-- Brano di riferimento --
☆ ☆ ☆ ☆ ☆ ☆ ☆
I capi di stato e di governo dei 27, frustrati per l’incapacità a risolvere la penuria di vaccini e impotenti di fronte al potere delle case farmaceutiche, hanno concluso la seconda giornata del Consiglio europeo straordinario attorno al segretario generale della Nato, Jens Stoltenberg, ribadendo la necessità di «una forte partnership» con l’Alleanza atlantica nella versione Joe Biden e sognando un’«autonomia strategica europea». Che cos’è questa «autonomia strategica», quando il blocco si dibatte nelle difficoltà sui vaccini?

Dagli Usa, il medico belga-marocchino, Moncef Slaoui, responsabile della campagna di vaccinazione oltre Atlantico, pochi giorni fa ha dato una lezione agli europei, che nessuno però ha voluto ascoltare: la lotta alle pandemie, presenti e future, dovrebbe essere considerata un elemento della difesa nazionale e quindi gli investimenti in questo settore dovrebbero comprendere una percentuale per i vaccini e le medicine. Ma ieri nel Consiglio europeo in video-conferenza non si è parlato di questa “guerra” contro il Covid.

Nel comunicato finale la Ue assicura: «Siamo impegnati a collaborare strettamente con la Nato». La cooperazione tra Europa e Nato è di “importanza strategica”, in particolare per la cyber-sicurezza, le minacce ibride, la mobilità militare. In questo contesto, la Ue intende rafforzare il proprio apparato militare-industriale, in stretta collaborazione tra pubblico e investimenti privati: i campi di azione individuati per emergere in quella che la presidente della Commissione Ursula von der Leyen (ex ministra della Difesa tedesca) ha chiamato «gara tecnologica globale», sono i droni, la comunicazione e il traffico spaziale. C’è un piano di azione sulle sinergie civili, di difesa e dello spazio, che sarà codificato nello Strategic Compass (bussola strategica) previsto per il marzo del prossimo anno, praticamente un’appendice dello Strategic Concept Nato.
☆ ☆ ☆ ☆ ☆ ☆ ☆
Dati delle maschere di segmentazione
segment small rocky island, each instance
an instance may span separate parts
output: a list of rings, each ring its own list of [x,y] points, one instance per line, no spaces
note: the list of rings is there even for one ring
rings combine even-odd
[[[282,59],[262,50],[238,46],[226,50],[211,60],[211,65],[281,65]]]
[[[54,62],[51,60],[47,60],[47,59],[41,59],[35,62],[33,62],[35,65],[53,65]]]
☆ ☆ ☆ ☆ ☆ ☆ ☆
-- Attività --
1. Traduca in inglese questa frase del brano sul Consiglio europeo: “Nel comunicato finale la Ue assicura: «Siamo impegnati a collaborare strettamente con la Nato».”
2. Prosegua il brano sul Consiglio europeo e la Nato a partire dalla sua ultima frase.
Il materiale è indipendente dal brano e va considerato a sé stante.

-- Elenco risposte --
1. In the final statement, the EU gives this assurance: "We are committed to working closely with NATO."

2.
La sicurezza e la difesa restano in gran parte questioni nazionali, malgrado l’esistenza di un embrione di Unione europea della difesa. Dietro il concetto di «autonomia strategica europea» ci sono interpretazioni molto diverse. I paesi dell’est e i Baltici, cioè i paesi in primo piano sul fronte russo, non vedono di buon occhio questa espressione, perché temono che nasconda un disimpegno statunitense (e della Nato) nelle tensioni con Mosca. Il concetto è invece propugnato soprattutto dalla Francia, che, dopo il Brexit, è ormai l’unico paese della Ue membro permanente del Consiglio di sicurezza Onu, dotato dell’arma nucleare.

Ieri, i vertici della Ue si sono precipitati a lustrare le scarpe di Stoltenberg: «Una forte partnership richiede partner forti – ha detto il presidente del Consiglio Ue, Charles Michel – per questo sono convinto che un’Europa più forte è una Nato più forte». Michel ha evocato una futura «cooperazione senza precedenti» con la Nato anche nei campi del «cambiamento climatico» e delle «migrazioni», oltreché in quello delle «cyber-minacce». La Ue è chiamata ad «aumentare la capacità ad operare autonomamente», ma nella visione Usa significa aumentare il contributo finanziario alla Nato. In questo Biden non è diverso da Trump, che aveva preteso un aumento fino al 2% del pil: gli europei devono pagare di più per la loro difesa. «Sono totalmente convinto che la nuova amministrazione Biden offra un’opportunità unica per rinnovare la stretta alleanza tra Europa e Usa», ha detto Charles Michel.

Ursula von der Leyen ha fatto il punto sui primi elementi dell’Europa della difesa, sulla Csp (Cooperazione strutturale permanente), che sarà sostenuta dal nuovo Fondo europeo di difesa, dotato di 8 miliardi per lo sviluppo delle capacità miliari e per «ridurre la frammentazione» esistente. La Ue mette 5 miliardi in più per la European Peace Facility, per la cooperazione militare, ma la Francia, che si sente sola nell’operazione in Mali dove interviene dal 2013 (a cui partecipano con il contagocce altri partner europei), vorrebbe più impegno, ma molti intendono limitarsi all’addestramento di militari locali.

Nel capitolo dedicato alla partnership meridionale, di “importanza strategica” a 25 anni dall’avvio del processo di Barcellona, ci sono 2,3 miliardi di aiuti, uno per la salute (qui è il solo punto dove entra la lotta alla pandemia) e 1,3 miliardi per il rilancio economico. La Commissione propone fino a 7 miliardi per la cooperazione allo sviluppo in questa ottica di «sicurezza e difesa», nel programma dalla sigla sconosciuta «Iucdci», che dovrebbe potenzialmente mobilitare fino a 30 miliardi, tra investimenti pubblici e privati.